— begin —

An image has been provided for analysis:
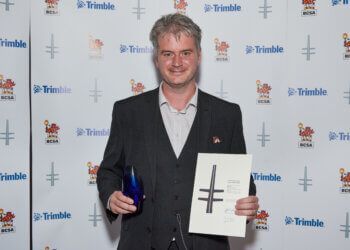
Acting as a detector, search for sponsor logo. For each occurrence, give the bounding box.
[331,0,349,6]
[119,44,153,54]
[89,36,104,60]
[288,88,328,96]
[45,0,60,16]
[343,33,350,60]
[328,131,350,141]
[0,74,16,101]
[301,0,317,16]
[0,208,16,234]
[339,168,350,194]
[173,0,188,14]
[259,0,272,19]
[298,122,315,148]
[86,161,100,185]
[214,38,230,62]
[76,128,110,136]
[252,173,282,182]
[89,203,102,227]
[256,80,272,104]
[254,210,270,231]
[0,172,28,182]
[130,79,145,95]
[245,45,284,54]
[0,120,15,146]
[44,120,60,144]
[33,84,72,94]
[33,211,72,222]
[284,216,325,228]
[204,4,242,12]
[0,38,27,49]
[77,0,116,11]
[0,0,15,11]
[132,0,146,20]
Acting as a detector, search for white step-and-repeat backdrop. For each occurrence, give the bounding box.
[0,0,350,250]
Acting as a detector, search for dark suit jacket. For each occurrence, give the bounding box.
[97,88,256,250]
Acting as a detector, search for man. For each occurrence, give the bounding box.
[97,14,259,250]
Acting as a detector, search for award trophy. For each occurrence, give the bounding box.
[123,166,143,212]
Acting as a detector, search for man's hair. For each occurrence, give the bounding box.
[149,13,202,54]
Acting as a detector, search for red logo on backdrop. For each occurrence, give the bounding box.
[339,168,350,194]
[86,161,100,185]
[89,36,104,59]
[214,38,230,62]
[0,208,16,234]
[174,0,188,14]
[301,0,317,16]
[44,120,60,144]
[0,74,16,101]
[343,33,350,60]
[254,210,270,231]
[45,0,60,15]
[298,123,315,148]
[130,79,145,95]
[256,80,272,104]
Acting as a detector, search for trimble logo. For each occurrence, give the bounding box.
[245,45,284,54]
[76,128,110,137]
[298,122,315,148]
[119,44,153,54]
[301,0,317,16]
[328,131,350,141]
[254,210,270,231]
[204,4,242,13]
[0,38,27,49]
[288,88,328,96]
[0,208,16,234]
[77,0,116,11]
[252,173,282,182]
[33,211,72,222]
[33,84,72,94]
[0,74,16,101]
[284,216,325,228]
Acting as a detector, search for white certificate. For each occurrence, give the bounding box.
[189,153,252,237]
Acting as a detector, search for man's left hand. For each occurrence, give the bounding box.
[235,196,259,221]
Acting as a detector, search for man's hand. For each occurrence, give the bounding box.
[235,196,259,221]
[109,191,137,214]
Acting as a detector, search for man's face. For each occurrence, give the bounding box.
[155,33,201,89]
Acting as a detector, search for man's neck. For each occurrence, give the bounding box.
[162,82,196,111]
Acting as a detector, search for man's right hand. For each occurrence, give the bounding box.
[109,191,137,214]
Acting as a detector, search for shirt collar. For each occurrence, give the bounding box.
[159,82,198,113]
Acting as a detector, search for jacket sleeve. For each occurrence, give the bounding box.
[231,105,256,195]
[97,103,125,222]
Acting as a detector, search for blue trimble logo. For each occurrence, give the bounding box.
[204,4,242,12]
[0,172,28,182]
[33,211,72,221]
[0,38,27,49]
[77,0,115,10]
[284,216,324,227]
[288,88,328,96]
[76,128,110,136]
[119,44,153,54]
[252,173,282,182]
[331,0,349,6]
[328,131,350,141]
[33,85,72,94]
[245,45,284,54]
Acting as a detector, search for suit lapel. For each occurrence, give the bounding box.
[197,90,211,153]
[143,88,160,194]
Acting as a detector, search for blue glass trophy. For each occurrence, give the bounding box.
[123,166,143,212]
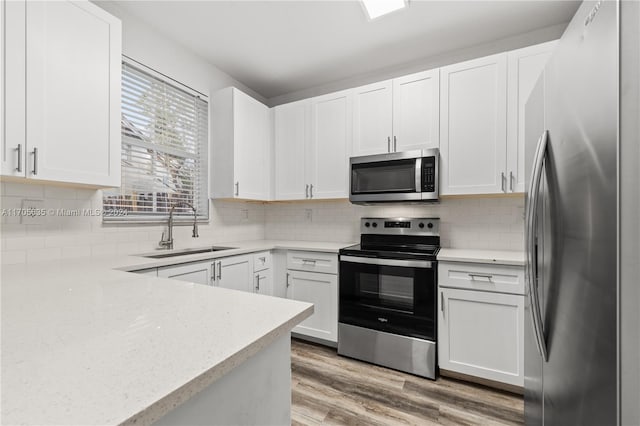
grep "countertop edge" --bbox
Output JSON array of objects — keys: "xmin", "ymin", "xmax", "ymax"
[
  {"xmin": 113, "ymin": 240, "xmax": 354, "ymax": 272},
  {"xmin": 120, "ymin": 305, "xmax": 313, "ymax": 426}
]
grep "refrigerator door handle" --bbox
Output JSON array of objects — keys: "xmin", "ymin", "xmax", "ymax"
[{"xmin": 525, "ymin": 130, "xmax": 549, "ymax": 362}]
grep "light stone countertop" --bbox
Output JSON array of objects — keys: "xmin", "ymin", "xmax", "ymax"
[
  {"xmin": 1, "ymin": 240, "xmax": 349, "ymax": 425},
  {"xmin": 438, "ymin": 248, "xmax": 525, "ymax": 266}
]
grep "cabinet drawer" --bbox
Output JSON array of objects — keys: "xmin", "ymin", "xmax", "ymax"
[
  {"xmin": 253, "ymin": 251, "xmax": 272, "ymax": 272},
  {"xmin": 438, "ymin": 262, "xmax": 524, "ymax": 294},
  {"xmin": 287, "ymin": 250, "xmax": 338, "ymax": 274}
]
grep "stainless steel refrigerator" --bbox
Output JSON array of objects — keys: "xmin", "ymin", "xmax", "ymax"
[{"xmin": 524, "ymin": 1, "xmax": 619, "ymax": 426}]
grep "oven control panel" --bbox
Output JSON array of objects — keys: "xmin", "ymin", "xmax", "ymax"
[{"xmin": 360, "ymin": 217, "xmax": 440, "ymax": 235}]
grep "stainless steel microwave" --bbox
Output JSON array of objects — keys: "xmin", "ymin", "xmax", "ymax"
[{"xmin": 349, "ymin": 148, "xmax": 439, "ymax": 204}]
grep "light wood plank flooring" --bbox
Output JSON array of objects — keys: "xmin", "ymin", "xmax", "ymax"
[{"xmin": 291, "ymin": 339, "xmax": 524, "ymax": 426}]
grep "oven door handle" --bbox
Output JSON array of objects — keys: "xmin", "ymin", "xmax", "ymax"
[{"xmin": 340, "ymin": 255, "xmax": 433, "ymax": 269}]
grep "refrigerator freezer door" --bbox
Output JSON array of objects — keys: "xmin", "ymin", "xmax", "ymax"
[
  {"xmin": 524, "ymin": 73, "xmax": 545, "ymax": 426},
  {"xmin": 541, "ymin": 1, "xmax": 618, "ymax": 425}
]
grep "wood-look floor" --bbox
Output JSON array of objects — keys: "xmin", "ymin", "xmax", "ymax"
[{"xmin": 291, "ymin": 339, "xmax": 524, "ymax": 426}]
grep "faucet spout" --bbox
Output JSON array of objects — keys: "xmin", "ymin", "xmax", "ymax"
[{"xmin": 158, "ymin": 201, "xmax": 199, "ymax": 250}]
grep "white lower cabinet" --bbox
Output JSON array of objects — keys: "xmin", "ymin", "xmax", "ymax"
[
  {"xmin": 253, "ymin": 269, "xmax": 273, "ymax": 296},
  {"xmin": 438, "ymin": 287, "xmax": 524, "ymax": 386},
  {"xmin": 213, "ymin": 255, "xmax": 254, "ymax": 292},
  {"xmin": 287, "ymin": 270, "xmax": 338, "ymax": 343},
  {"xmin": 158, "ymin": 260, "xmax": 212, "ymax": 285}
]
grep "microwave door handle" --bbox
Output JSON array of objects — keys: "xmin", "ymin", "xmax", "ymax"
[{"xmin": 416, "ymin": 158, "xmax": 422, "ymax": 192}]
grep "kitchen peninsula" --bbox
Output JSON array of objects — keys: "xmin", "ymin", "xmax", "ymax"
[{"xmin": 2, "ymin": 250, "xmax": 313, "ymax": 424}]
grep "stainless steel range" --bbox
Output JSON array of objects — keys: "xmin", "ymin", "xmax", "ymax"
[{"xmin": 338, "ymin": 218, "xmax": 440, "ymax": 379}]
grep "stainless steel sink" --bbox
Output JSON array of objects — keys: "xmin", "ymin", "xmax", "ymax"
[{"xmin": 140, "ymin": 246, "xmax": 234, "ymax": 259}]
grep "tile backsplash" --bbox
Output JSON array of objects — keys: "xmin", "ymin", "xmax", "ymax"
[
  {"xmin": 0, "ymin": 182, "xmax": 265, "ymax": 264},
  {"xmin": 0, "ymin": 182, "xmax": 524, "ymax": 264},
  {"xmin": 265, "ymin": 197, "xmax": 524, "ymax": 250}
]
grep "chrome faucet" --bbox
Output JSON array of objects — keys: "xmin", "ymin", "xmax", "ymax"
[{"xmin": 158, "ymin": 201, "xmax": 199, "ymax": 250}]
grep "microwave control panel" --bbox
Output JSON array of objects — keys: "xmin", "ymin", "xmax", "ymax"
[{"xmin": 422, "ymin": 157, "xmax": 436, "ymax": 192}]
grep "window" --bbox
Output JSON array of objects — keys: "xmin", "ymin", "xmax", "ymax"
[{"xmin": 102, "ymin": 61, "xmax": 209, "ymax": 222}]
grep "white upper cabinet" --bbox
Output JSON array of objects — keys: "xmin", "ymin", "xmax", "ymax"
[
  {"xmin": 507, "ymin": 40, "xmax": 558, "ymax": 192},
  {"xmin": 306, "ymin": 90, "xmax": 352, "ymax": 199},
  {"xmin": 210, "ymin": 87, "xmax": 271, "ymax": 200},
  {"xmin": 274, "ymin": 100, "xmax": 311, "ymax": 200},
  {"xmin": 353, "ymin": 80, "xmax": 393, "ymax": 155},
  {"xmin": 393, "ymin": 69, "xmax": 440, "ymax": 152},
  {"xmin": 2, "ymin": 1, "xmax": 122, "ymax": 186},
  {"xmin": 353, "ymin": 70, "xmax": 440, "ymax": 156},
  {"xmin": 274, "ymin": 90, "xmax": 352, "ymax": 200},
  {"xmin": 440, "ymin": 53, "xmax": 507, "ymax": 195}
]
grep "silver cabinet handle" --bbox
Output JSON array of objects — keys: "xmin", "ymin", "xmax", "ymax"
[
  {"xmin": 31, "ymin": 148, "xmax": 38, "ymax": 176},
  {"xmin": 16, "ymin": 143, "xmax": 22, "ymax": 172},
  {"xmin": 525, "ymin": 130, "xmax": 549, "ymax": 362},
  {"xmin": 468, "ymin": 273, "xmax": 493, "ymax": 282}
]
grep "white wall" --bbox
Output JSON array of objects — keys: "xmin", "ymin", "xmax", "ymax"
[
  {"xmin": 268, "ymin": 23, "xmax": 567, "ymax": 106},
  {"xmin": 94, "ymin": 1, "xmax": 266, "ymax": 102},
  {"xmin": 0, "ymin": 182, "xmax": 264, "ymax": 265}
]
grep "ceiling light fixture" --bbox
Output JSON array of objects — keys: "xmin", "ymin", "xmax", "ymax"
[{"xmin": 360, "ymin": 0, "xmax": 407, "ymax": 20}]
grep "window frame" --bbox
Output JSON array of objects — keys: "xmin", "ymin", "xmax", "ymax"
[{"xmin": 102, "ymin": 55, "xmax": 211, "ymax": 225}]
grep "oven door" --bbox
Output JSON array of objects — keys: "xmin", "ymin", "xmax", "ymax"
[{"xmin": 339, "ymin": 255, "xmax": 437, "ymax": 341}]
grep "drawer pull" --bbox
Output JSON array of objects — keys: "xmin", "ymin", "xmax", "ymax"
[{"xmin": 469, "ymin": 273, "xmax": 493, "ymax": 282}]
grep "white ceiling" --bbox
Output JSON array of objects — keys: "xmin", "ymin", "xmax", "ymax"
[{"xmin": 109, "ymin": 0, "xmax": 578, "ymax": 98}]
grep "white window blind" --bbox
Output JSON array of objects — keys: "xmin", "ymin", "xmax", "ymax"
[{"xmin": 103, "ymin": 62, "xmax": 209, "ymax": 221}]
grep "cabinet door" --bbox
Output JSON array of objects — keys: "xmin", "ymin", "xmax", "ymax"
[
  {"xmin": 353, "ymin": 80, "xmax": 393, "ymax": 156},
  {"xmin": 306, "ymin": 90, "xmax": 351, "ymax": 199},
  {"xmin": 158, "ymin": 262, "xmax": 212, "ymax": 285},
  {"xmin": 275, "ymin": 101, "xmax": 310, "ymax": 200},
  {"xmin": 392, "ymin": 69, "xmax": 440, "ymax": 152},
  {"xmin": 26, "ymin": 1, "xmax": 122, "ymax": 186},
  {"xmin": 507, "ymin": 41, "xmax": 558, "ymax": 192},
  {"xmin": 438, "ymin": 288, "xmax": 524, "ymax": 386},
  {"xmin": 253, "ymin": 269, "xmax": 273, "ymax": 296},
  {"xmin": 0, "ymin": 0, "xmax": 27, "ymax": 177},
  {"xmin": 287, "ymin": 270, "xmax": 338, "ymax": 342},
  {"xmin": 215, "ymin": 255, "xmax": 253, "ymax": 292},
  {"xmin": 440, "ymin": 54, "xmax": 507, "ymax": 195},
  {"xmin": 233, "ymin": 89, "xmax": 269, "ymax": 200}
]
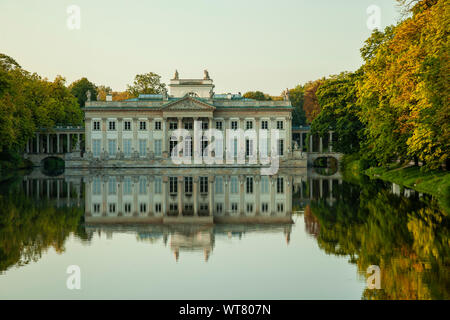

— end —

Work to be completed: Put every line from the one containing "Acting as a detector, search for man's left" down to the one containing "[162,82,196,111]", both included, into a JSON list of strings with one string per line and blank lines omitted.

The response:
[
  "Acting as a detector, search for man's left hand. For each occurrence, give the bounding box.",
  "[235,196,259,221]",
  "Acting as a detector, search for man's hand. For each occurrence, give the bounding box.",
  "[235,196,259,221]",
  "[109,191,137,214]",
  "Acting as a detector, search for man's face. For each occurrence, give the bounding box.",
  "[155,33,201,89]",
  "Acting as a detector, search for man's neck. For each occurrence, give the bounding box.",
  "[162,82,196,111]"
]